• [OBJECTIVE] Copy out everything from the start of the records down to the line containing "[50,138,73,155]", including that line, keeping each line exactly the same.

• [DATA LINES]
##########

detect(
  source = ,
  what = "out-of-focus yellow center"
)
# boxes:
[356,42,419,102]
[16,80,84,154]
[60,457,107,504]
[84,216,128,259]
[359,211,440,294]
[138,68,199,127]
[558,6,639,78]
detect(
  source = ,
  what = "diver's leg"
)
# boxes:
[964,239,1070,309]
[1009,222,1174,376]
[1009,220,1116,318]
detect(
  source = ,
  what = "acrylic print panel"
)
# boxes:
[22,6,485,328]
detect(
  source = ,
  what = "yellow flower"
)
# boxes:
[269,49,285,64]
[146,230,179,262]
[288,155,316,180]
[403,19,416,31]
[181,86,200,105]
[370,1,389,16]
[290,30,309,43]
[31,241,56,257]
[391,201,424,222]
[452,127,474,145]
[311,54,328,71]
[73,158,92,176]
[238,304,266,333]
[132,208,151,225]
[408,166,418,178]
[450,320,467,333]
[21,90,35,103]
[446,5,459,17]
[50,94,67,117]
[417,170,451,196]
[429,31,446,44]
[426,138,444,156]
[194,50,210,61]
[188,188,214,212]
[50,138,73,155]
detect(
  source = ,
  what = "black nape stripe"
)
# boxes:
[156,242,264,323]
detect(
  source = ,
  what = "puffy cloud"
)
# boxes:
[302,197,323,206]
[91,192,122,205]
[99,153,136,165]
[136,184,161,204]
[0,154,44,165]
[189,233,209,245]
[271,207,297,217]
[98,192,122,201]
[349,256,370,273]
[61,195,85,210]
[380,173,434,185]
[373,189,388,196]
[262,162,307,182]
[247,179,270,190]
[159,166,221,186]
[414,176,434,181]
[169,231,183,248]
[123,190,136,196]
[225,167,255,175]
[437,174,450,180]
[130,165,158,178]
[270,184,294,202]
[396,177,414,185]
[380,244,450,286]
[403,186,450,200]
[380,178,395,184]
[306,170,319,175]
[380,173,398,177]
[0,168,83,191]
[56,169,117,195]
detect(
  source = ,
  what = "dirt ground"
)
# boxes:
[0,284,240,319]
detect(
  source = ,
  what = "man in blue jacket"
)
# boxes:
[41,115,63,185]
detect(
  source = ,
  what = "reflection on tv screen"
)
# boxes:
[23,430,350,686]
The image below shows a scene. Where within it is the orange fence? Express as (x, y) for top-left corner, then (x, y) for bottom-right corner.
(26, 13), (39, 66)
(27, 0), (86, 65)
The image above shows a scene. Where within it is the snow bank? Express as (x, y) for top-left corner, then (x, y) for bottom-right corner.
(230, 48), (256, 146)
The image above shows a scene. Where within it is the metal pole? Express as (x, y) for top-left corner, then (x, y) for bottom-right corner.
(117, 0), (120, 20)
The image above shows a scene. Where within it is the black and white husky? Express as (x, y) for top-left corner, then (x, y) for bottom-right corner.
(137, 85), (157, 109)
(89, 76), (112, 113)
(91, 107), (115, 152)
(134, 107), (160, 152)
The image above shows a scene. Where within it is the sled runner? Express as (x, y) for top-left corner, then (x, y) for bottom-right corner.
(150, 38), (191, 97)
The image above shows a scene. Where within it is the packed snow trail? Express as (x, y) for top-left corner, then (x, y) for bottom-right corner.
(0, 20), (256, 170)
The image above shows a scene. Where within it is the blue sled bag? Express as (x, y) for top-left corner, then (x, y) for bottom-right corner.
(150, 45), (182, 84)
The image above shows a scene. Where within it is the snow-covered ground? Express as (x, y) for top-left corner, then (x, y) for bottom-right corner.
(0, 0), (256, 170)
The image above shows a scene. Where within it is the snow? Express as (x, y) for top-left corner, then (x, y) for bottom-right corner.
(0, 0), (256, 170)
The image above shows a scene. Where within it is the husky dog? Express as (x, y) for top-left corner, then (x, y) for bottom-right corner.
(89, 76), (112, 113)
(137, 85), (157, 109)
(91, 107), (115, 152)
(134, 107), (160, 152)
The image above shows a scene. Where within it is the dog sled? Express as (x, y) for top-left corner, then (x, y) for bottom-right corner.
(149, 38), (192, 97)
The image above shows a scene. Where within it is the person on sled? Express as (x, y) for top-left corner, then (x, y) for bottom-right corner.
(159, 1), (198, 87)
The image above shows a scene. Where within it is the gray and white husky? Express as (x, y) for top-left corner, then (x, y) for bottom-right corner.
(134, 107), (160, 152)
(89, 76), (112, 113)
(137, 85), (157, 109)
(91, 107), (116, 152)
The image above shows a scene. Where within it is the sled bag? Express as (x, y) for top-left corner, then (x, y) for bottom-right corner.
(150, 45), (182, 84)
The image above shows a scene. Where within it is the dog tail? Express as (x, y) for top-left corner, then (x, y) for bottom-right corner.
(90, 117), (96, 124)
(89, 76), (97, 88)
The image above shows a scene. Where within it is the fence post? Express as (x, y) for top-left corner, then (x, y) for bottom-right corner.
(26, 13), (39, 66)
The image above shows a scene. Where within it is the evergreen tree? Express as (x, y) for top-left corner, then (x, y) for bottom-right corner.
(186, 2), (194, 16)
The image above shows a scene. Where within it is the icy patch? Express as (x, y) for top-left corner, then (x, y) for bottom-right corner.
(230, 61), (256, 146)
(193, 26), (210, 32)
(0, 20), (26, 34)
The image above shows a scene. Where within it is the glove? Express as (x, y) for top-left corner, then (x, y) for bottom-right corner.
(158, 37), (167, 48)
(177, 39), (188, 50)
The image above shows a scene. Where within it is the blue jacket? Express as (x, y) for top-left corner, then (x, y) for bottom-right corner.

##########

• [EXERCISE ANSWER]
detect(
  source = ,
  what = "out-of-focus yellow center"
)
# boxes:
[356,42,419,102]
[16,80,84,154]
[60,457,107,504]
[84,216,128,259]
[359,211,440,294]
[138,68,199,127]
[558,6,639,78]
detect(
  source = ,
  what = "diver's leg"
)
# boxes:
[964,239,1070,309]
[1009,222,1174,376]
[1009,220,1116,318]
detect(
  source = ,
  what = "acrylic print panel"
)
# boxes:
[22,6,485,328]
detect(
  source = ,
  what = "yellow flower"
)
# boxes:
[269,49,285,64]
[146,230,179,262]
[288,155,316,180]
[403,19,416,31]
[181,86,200,105]
[370,1,389,16]
[290,30,309,43]
[31,241,56,257]
[391,201,424,222]
[452,127,474,145]
[311,54,328,71]
[73,158,92,176]
[238,304,266,333]
[132,208,151,225]
[408,166,418,178]
[450,320,467,333]
[21,90,35,103]
[446,5,459,17]
[50,94,67,117]
[417,170,451,196]
[429,31,446,44]
[426,138,444,156]
[194,50,210,61]
[188,188,214,212]
[50,138,73,155]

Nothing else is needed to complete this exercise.